*Exercise goal*
Since the pictures are not wanted, copy only the text of every record exactly.

*Dataset extract*
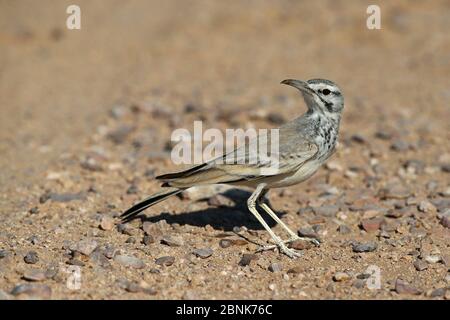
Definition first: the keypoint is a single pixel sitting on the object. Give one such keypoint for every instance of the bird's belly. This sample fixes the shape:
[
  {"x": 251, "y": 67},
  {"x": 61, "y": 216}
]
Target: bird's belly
[{"x": 302, "y": 174}]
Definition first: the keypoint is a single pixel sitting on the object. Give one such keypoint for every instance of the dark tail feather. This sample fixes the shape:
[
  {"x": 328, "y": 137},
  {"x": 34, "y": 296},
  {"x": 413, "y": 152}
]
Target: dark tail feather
[{"x": 153, "y": 199}]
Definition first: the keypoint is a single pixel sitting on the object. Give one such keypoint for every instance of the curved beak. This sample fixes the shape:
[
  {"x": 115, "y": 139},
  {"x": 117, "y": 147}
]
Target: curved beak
[{"x": 300, "y": 85}]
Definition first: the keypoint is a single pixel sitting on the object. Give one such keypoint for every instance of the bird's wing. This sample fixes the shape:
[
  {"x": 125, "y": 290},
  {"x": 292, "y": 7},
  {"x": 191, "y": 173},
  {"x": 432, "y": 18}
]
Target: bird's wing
[{"x": 249, "y": 162}]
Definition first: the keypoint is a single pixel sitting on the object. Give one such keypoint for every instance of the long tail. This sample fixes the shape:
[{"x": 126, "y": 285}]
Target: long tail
[{"x": 144, "y": 204}]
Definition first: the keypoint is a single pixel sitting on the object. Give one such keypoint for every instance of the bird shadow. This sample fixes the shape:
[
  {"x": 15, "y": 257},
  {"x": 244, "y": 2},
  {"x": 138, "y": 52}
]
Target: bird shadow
[{"x": 223, "y": 218}]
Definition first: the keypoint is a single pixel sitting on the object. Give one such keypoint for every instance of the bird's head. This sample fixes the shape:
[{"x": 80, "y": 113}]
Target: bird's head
[{"x": 320, "y": 95}]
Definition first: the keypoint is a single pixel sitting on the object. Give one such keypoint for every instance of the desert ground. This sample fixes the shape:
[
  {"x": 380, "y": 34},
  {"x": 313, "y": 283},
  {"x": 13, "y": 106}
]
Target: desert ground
[{"x": 86, "y": 124}]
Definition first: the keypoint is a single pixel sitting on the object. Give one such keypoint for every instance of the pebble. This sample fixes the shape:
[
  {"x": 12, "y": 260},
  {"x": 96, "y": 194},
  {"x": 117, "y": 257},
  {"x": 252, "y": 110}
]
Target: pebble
[
  {"x": 246, "y": 259},
  {"x": 99, "y": 258},
  {"x": 152, "y": 229},
  {"x": 276, "y": 118},
  {"x": 32, "y": 291},
  {"x": 66, "y": 197},
  {"x": 34, "y": 275},
  {"x": 76, "y": 262},
  {"x": 3, "y": 254},
  {"x": 107, "y": 223},
  {"x": 165, "y": 261},
  {"x": 31, "y": 257},
  {"x": 341, "y": 276},
  {"x": 420, "y": 265},
  {"x": 383, "y": 135},
  {"x": 109, "y": 251},
  {"x": 307, "y": 233},
  {"x": 203, "y": 252},
  {"x": 344, "y": 229},
  {"x": 432, "y": 259},
  {"x": 131, "y": 240},
  {"x": 426, "y": 207},
  {"x": 120, "y": 134},
  {"x": 372, "y": 225},
  {"x": 445, "y": 220},
  {"x": 4, "y": 295},
  {"x": 400, "y": 146},
  {"x": 365, "y": 247},
  {"x": 396, "y": 191},
  {"x": 403, "y": 287},
  {"x": 129, "y": 261},
  {"x": 326, "y": 210},
  {"x": 219, "y": 200},
  {"x": 296, "y": 270},
  {"x": 91, "y": 164},
  {"x": 275, "y": 267},
  {"x": 126, "y": 229},
  {"x": 438, "y": 292},
  {"x": 300, "y": 245},
  {"x": 204, "y": 192},
  {"x": 133, "y": 189},
  {"x": 85, "y": 247},
  {"x": 148, "y": 239},
  {"x": 172, "y": 241},
  {"x": 446, "y": 260}
]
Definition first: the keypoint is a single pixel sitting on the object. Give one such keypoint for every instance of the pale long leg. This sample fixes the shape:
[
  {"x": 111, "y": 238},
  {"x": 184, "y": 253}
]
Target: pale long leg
[
  {"x": 251, "y": 203},
  {"x": 292, "y": 234}
]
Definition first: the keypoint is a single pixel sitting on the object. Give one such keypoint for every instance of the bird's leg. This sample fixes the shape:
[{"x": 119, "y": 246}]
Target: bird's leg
[
  {"x": 251, "y": 203},
  {"x": 293, "y": 236}
]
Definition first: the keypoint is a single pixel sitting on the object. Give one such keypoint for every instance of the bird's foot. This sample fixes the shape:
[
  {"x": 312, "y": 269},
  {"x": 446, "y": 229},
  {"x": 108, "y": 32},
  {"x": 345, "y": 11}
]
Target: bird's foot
[
  {"x": 312, "y": 240},
  {"x": 291, "y": 253},
  {"x": 284, "y": 249}
]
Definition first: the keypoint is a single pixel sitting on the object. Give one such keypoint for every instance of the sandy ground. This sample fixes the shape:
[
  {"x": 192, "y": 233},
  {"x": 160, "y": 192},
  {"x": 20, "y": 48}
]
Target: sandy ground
[{"x": 86, "y": 122}]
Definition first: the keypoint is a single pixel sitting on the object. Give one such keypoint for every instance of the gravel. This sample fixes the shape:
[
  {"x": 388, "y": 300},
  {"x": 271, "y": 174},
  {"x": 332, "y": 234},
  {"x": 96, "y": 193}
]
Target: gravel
[
  {"x": 129, "y": 261},
  {"x": 34, "y": 275},
  {"x": 341, "y": 276},
  {"x": 275, "y": 267},
  {"x": 85, "y": 246},
  {"x": 31, "y": 257},
  {"x": 165, "y": 261},
  {"x": 365, "y": 247},
  {"x": 107, "y": 223},
  {"x": 172, "y": 241},
  {"x": 420, "y": 265},
  {"x": 246, "y": 259},
  {"x": 203, "y": 252},
  {"x": 32, "y": 291}
]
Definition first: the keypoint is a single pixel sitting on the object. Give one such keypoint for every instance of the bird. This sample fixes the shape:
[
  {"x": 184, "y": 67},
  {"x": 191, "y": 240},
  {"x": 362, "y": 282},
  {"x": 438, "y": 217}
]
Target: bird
[{"x": 304, "y": 144}]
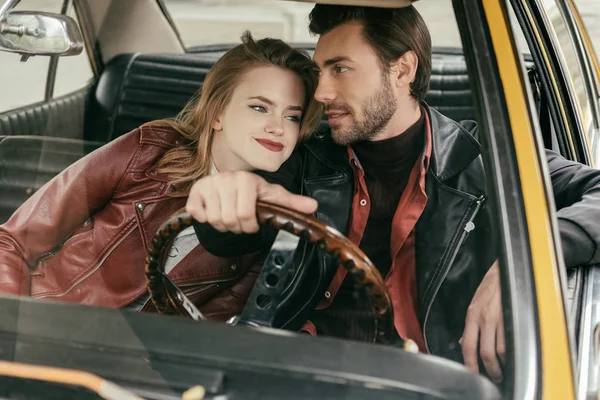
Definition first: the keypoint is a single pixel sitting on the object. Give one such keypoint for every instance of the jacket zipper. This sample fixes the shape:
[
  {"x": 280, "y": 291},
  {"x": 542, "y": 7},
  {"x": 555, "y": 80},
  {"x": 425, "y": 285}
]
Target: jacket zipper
[
  {"x": 60, "y": 246},
  {"x": 469, "y": 226},
  {"x": 91, "y": 271}
]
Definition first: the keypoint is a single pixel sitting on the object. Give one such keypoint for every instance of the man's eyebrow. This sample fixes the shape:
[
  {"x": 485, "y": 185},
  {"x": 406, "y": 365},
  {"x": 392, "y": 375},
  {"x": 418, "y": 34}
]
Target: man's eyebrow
[
  {"x": 336, "y": 60},
  {"x": 271, "y": 103}
]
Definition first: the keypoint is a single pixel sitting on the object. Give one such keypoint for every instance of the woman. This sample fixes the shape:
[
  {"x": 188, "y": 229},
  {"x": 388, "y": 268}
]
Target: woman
[{"x": 83, "y": 236}]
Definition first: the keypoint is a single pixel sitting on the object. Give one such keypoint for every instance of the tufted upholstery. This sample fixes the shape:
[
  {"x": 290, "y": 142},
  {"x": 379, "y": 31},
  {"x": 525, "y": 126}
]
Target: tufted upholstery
[
  {"x": 28, "y": 162},
  {"x": 449, "y": 90},
  {"x": 61, "y": 117},
  {"x": 135, "y": 89}
]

*Answer to this problem*
Definition first: the keypoint is a single pixel sitting on the object. Give one such keypoint for every instance of the bird's belly. This sample fixes the shape:
[
  {"x": 251, "y": 67},
  {"x": 61, "y": 216}
]
Target: bird's belly
[{"x": 302, "y": 174}]
Definition first: the keypoint is a single pixel sitting on the object. Give one such keypoint for every instance of the dark tail feather. This sample fixes the shape:
[
  {"x": 328, "y": 137},
  {"x": 34, "y": 296},
  {"x": 413, "y": 152}
]
Target: dark tail feather
[{"x": 153, "y": 199}]
Definition first: the keypoint is a single pixel sitting on the object. Give one such keypoint for every instance of the curved beak. This sample fixes the shape:
[
  {"x": 115, "y": 139},
  {"x": 117, "y": 147}
]
Target: curved beak
[{"x": 300, "y": 85}]
Definition first: the keypoint is a single pixel sitting on the object. Give one such keypoint for every instance of the bird's wing. This sample fixes the shape:
[
  {"x": 125, "y": 290},
  {"x": 292, "y": 7},
  {"x": 191, "y": 173},
  {"x": 432, "y": 18}
]
Target: bird's wing
[{"x": 249, "y": 162}]
Definition first: the keypoint is a single pixel sitting on the object. Give one such keypoint for every instance of the long tail. This sample fixes the shape:
[{"x": 126, "y": 285}]
Target: long tail
[{"x": 144, "y": 204}]
Definition first: the keypoint is a single pixel sitting on the object. Give one such keypoint for every instance of the bird shadow. This sample fixes the shape:
[
  {"x": 15, "y": 257},
  {"x": 244, "y": 2},
  {"x": 138, "y": 52}
]
Target: bird shadow
[{"x": 223, "y": 218}]
Definition first: the keypoint is a single pixel sitting on the object. Give one such keypoint for every instance of the bird's head. This sample fixes the shape:
[{"x": 80, "y": 113}]
Target: bird's head
[{"x": 320, "y": 95}]
Definition first: the keypoint is a single pixel sitting on the object. Give one such keypoint for every instance of the desert ground. This sample fixes the shape:
[
  {"x": 380, "y": 34},
  {"x": 313, "y": 283},
  {"x": 13, "y": 106}
]
Target: desert ground
[{"x": 86, "y": 124}]
Definition first: the keypoint is a single pixel sitting on the object. Give one such keypoint for every instance of the pebble. This sample fixes the shape:
[
  {"x": 12, "y": 260},
  {"x": 96, "y": 194},
  {"x": 117, "y": 257},
  {"x": 252, "y": 110}
]
Target: pebble
[
  {"x": 246, "y": 259},
  {"x": 99, "y": 258},
  {"x": 152, "y": 229},
  {"x": 276, "y": 118},
  {"x": 32, "y": 291},
  {"x": 66, "y": 197},
  {"x": 34, "y": 275},
  {"x": 76, "y": 262},
  {"x": 3, "y": 254},
  {"x": 107, "y": 223},
  {"x": 165, "y": 261},
  {"x": 31, "y": 257},
  {"x": 341, "y": 276},
  {"x": 420, "y": 265},
  {"x": 383, "y": 135},
  {"x": 109, "y": 251},
  {"x": 307, "y": 233},
  {"x": 203, "y": 252},
  {"x": 344, "y": 229},
  {"x": 432, "y": 259},
  {"x": 131, "y": 240},
  {"x": 426, "y": 207},
  {"x": 120, "y": 134},
  {"x": 372, "y": 225},
  {"x": 445, "y": 220},
  {"x": 4, "y": 295},
  {"x": 400, "y": 146},
  {"x": 365, "y": 247},
  {"x": 396, "y": 191},
  {"x": 403, "y": 287},
  {"x": 129, "y": 261},
  {"x": 326, "y": 210},
  {"x": 219, "y": 200},
  {"x": 296, "y": 270},
  {"x": 91, "y": 164},
  {"x": 275, "y": 267},
  {"x": 126, "y": 229},
  {"x": 438, "y": 292},
  {"x": 300, "y": 245},
  {"x": 204, "y": 192},
  {"x": 133, "y": 189},
  {"x": 85, "y": 247},
  {"x": 148, "y": 239},
  {"x": 172, "y": 241},
  {"x": 446, "y": 260}
]
Definition first: the keypoint is a single pixel sitting on the object. Give one such keypoint for every instance of the pale long leg. This sample fixes the shape:
[
  {"x": 111, "y": 238},
  {"x": 184, "y": 253}
]
Target: pale long leg
[
  {"x": 251, "y": 203},
  {"x": 292, "y": 234}
]
Definition first: the keypoint is a single pixel sitting on the object. Give one such keypoint for every instance of the bird's leg. This sample fixes the shape:
[{"x": 119, "y": 246}]
Target: bird's leg
[
  {"x": 251, "y": 203},
  {"x": 293, "y": 236}
]
Definition first: the keypoint is a single pixel sitting on the object. Give one such keypoint for every instance of the bird's foot. This sample fixes the shape:
[
  {"x": 312, "y": 269},
  {"x": 446, "y": 229},
  {"x": 108, "y": 32},
  {"x": 345, "y": 11}
]
Target: bird's foot
[
  {"x": 312, "y": 240},
  {"x": 291, "y": 253},
  {"x": 284, "y": 249}
]
Definition first: the keypoint is a single pixel sitting on the object. Give one such keypoint for every instance of the sandy ground. This sample fixes the shape:
[
  {"x": 192, "y": 233},
  {"x": 160, "y": 192},
  {"x": 20, "y": 48}
]
Target: sandy ground
[{"x": 86, "y": 122}]
Definition first: the keypoint is a single pixel sitting on the object. Give one such keypoint for every instance of the gravel. This sample fixes the shape:
[
  {"x": 388, "y": 300},
  {"x": 271, "y": 174},
  {"x": 332, "y": 234},
  {"x": 96, "y": 193}
]
Target: gravel
[
  {"x": 129, "y": 261},
  {"x": 34, "y": 275},
  {"x": 341, "y": 276},
  {"x": 275, "y": 267},
  {"x": 85, "y": 246},
  {"x": 31, "y": 257},
  {"x": 165, "y": 261},
  {"x": 365, "y": 247},
  {"x": 107, "y": 223},
  {"x": 172, "y": 241},
  {"x": 420, "y": 265},
  {"x": 246, "y": 259},
  {"x": 203, "y": 252},
  {"x": 32, "y": 291}
]
Definition first: the keypoint is a single pixel sitting on the object. Give one such keypoint for every instance of the bird. This sample fixes the shape:
[
  {"x": 184, "y": 67},
  {"x": 191, "y": 240},
  {"x": 362, "y": 282},
  {"x": 438, "y": 217}
]
Target: bird
[{"x": 304, "y": 144}]
Definition first: the keypoint is a single pixel sitting on the object. Give one such keypoint for every instance of the jacket zipper. This sample fixes the shape:
[
  {"x": 280, "y": 291},
  {"x": 542, "y": 7},
  {"x": 555, "y": 80},
  {"x": 425, "y": 285}
]
Target: jacket zipper
[
  {"x": 60, "y": 246},
  {"x": 469, "y": 226},
  {"x": 91, "y": 271}
]
Definition first: the keypoint is a single pixel sitting on the object. Give one such keypoint for every instance of the man's eyebrow. This sample fixes the shape:
[
  {"x": 485, "y": 185},
  {"x": 406, "y": 365},
  {"x": 392, "y": 375},
  {"x": 418, "y": 34}
]
Target: man's eyebrow
[
  {"x": 336, "y": 60},
  {"x": 271, "y": 103}
]
Definition first: the keypoint is a single pixel sitting on the object. Give one such keypoint for every instance of the woman. This sample fixes the shape:
[
  {"x": 188, "y": 229},
  {"x": 388, "y": 268}
]
Target: woman
[{"x": 83, "y": 236}]
Definition first: the keypoint is a single pixel sitting on the object. Give one such keypoint for every instance of the tufted upholstery. This sample fixes the shape:
[
  {"x": 290, "y": 142},
  {"x": 379, "y": 31},
  {"x": 525, "y": 126}
]
Target: tufted upholstery
[
  {"x": 28, "y": 162},
  {"x": 449, "y": 90},
  {"x": 61, "y": 117},
  {"x": 135, "y": 89}
]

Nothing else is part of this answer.